» **CONSIGNE 1**
Traduisez en anglais cette phrase de l'extrait du document : « Mais si nous n’étions que soumis, le système ne tiendrait pas longtemps. »
» **CONSIGNE 2**
Reproduisez à l'identique le passage de l'extrait du document compris entre "Besides writing several" et "at Sciences Po Paris.", ces deux segments inclus.

» **EXTRAIT DU DOCUMENT**
================

Auteur de plusieurs essais (Etats de violence, Le principe sécurité, Marcher, Une philosophie) et d’un roman (Possédées), éditeur des derniers cours de Michel Foucault au Collège de France et de son oeuvre écrite dans la Bibliothèque de la Pléiade, Frédéric Gros est actuellement professeur de pensée politique à Sciences Po Paris.

Besides writing several essays (Etats de violence, Le principe sécurité, Marcher, Une philosophie) and one novel (Possédées), Frédéric Gros has been editing the last lectures given by Michel Foucault at the Collège de France, as well as his written work within the Bibliothèque de la Pléiade. He currently teaches political thought at Sciences Po Paris.


Surobéir

Depuis deux siècles au moins, la pensée a forgé des concepts augmentés. Marx a parlé de surtravail et de survaleur, Kantorowicz de surcorps, Foucault de sursavoir et de surpouvoir. A chaque fois il s’agissait d’opérer un diagnostic critique de notre actualité. Nous voudrions forger et faire vivre le concept de “surobéissance”. Car nous surobéissons. On veut croire, on préfère penser que nous sommes absolument soumis, prisonniers d’un monde dont nous dénonçons facilement l’iniquité et l’injustice et dont nous désespérons de sortir. Mais si nous n’étions que soumis, le système ne tiendrait pas longtemps. Nous mettons à obéir de l’engagement, de la ferveur, du désir. Ce qui nous rend la désobéissance si difficile, c’est peut-être cette passion de servitude, et c’est contre elle qu’il faut commencer à lutter. Les révolutions les plus décisives sont éthiques : elles supposent une transformation du rapport de soi à soi, un travail politique sur soi-même.

================

» **EXTRAITS DE DONNÉES**

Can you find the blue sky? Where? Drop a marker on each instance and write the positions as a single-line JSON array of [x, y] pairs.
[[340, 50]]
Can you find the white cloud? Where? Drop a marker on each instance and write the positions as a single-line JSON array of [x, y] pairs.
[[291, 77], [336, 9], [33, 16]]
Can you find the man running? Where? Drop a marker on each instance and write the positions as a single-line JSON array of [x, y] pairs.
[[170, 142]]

================

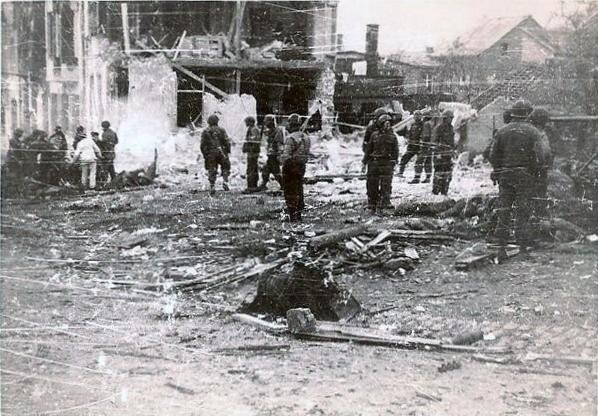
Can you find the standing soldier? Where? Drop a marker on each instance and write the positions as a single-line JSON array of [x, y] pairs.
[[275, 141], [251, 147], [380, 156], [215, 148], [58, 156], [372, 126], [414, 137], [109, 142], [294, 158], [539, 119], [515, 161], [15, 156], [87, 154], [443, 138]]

================

» **RÉPONSE FINALE 1**
But if we were merely submissive, the system would not hold up for long.

» **RÉPONSE FINALE 2**
Besides writing several essays (Etats de violence, Le principe sécurité, Marcher, Une philosophie) and one novel (Possédées), Frédéric Gros has been editing the last lectures given by Michel Foucault at the Collège de France, as well as his written work within the Bibliothèque de la Pléiade. He currently teaches political thought at Sciences Po Paris.